→ WHAT IS EXPECTED
Rewrite these rows with every occurrence of "outline" replaced by "boundary" and everything else left the same, and omit the pictures from your answer.

→ ENTRIES PROVIDED

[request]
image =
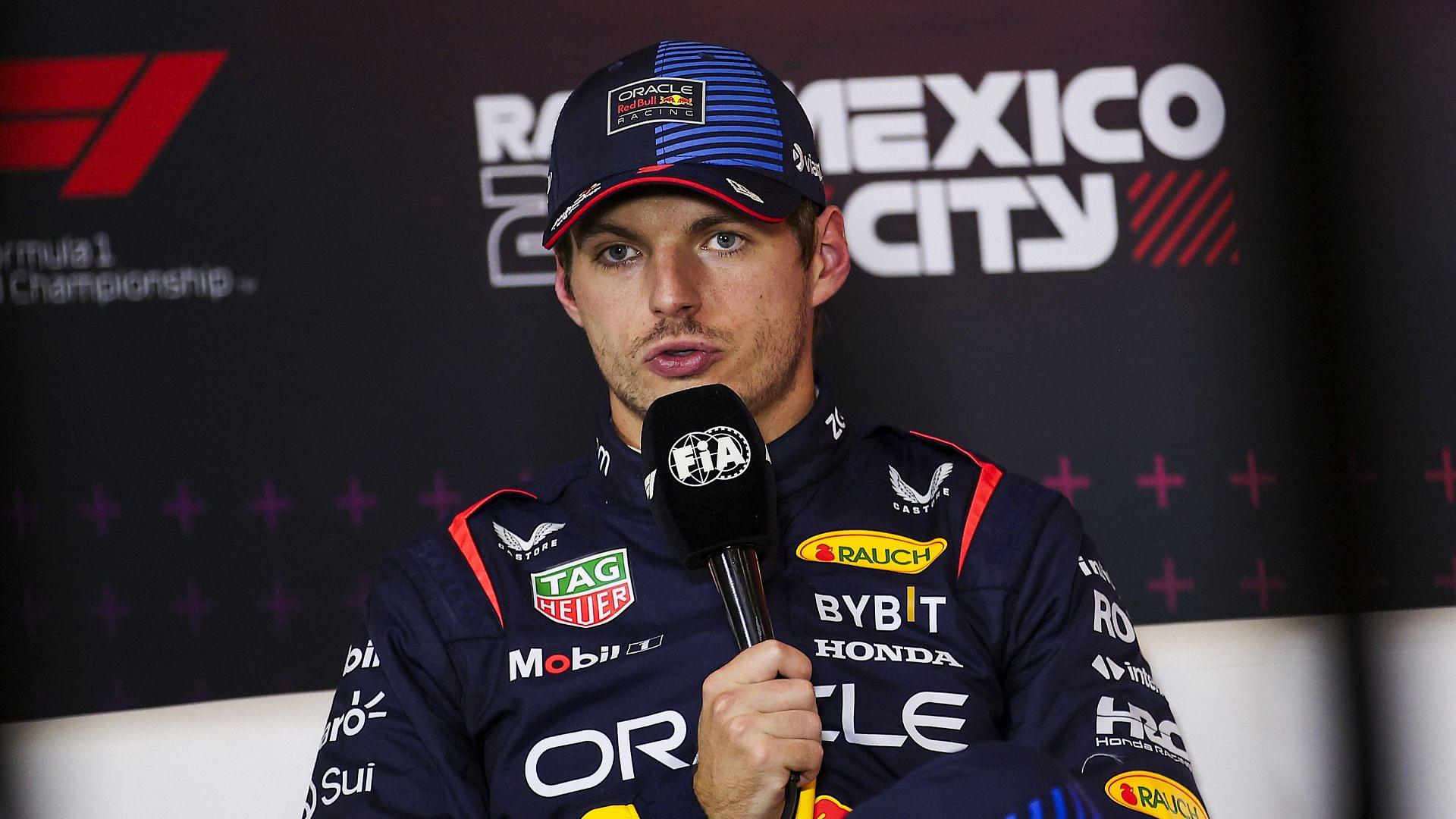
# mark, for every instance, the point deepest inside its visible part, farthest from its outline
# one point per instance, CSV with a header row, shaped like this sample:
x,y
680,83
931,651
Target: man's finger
x,y
759,664
786,725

→ TASK SOLUTION
[request]
image =
# mark, for every instance, the point deepest inside its visible part, farthest from its boundary
# one point per instance, CSV with a header row, shaped like this sample:
x,y
680,83
931,651
Target: man's finger
x,y
759,664
786,725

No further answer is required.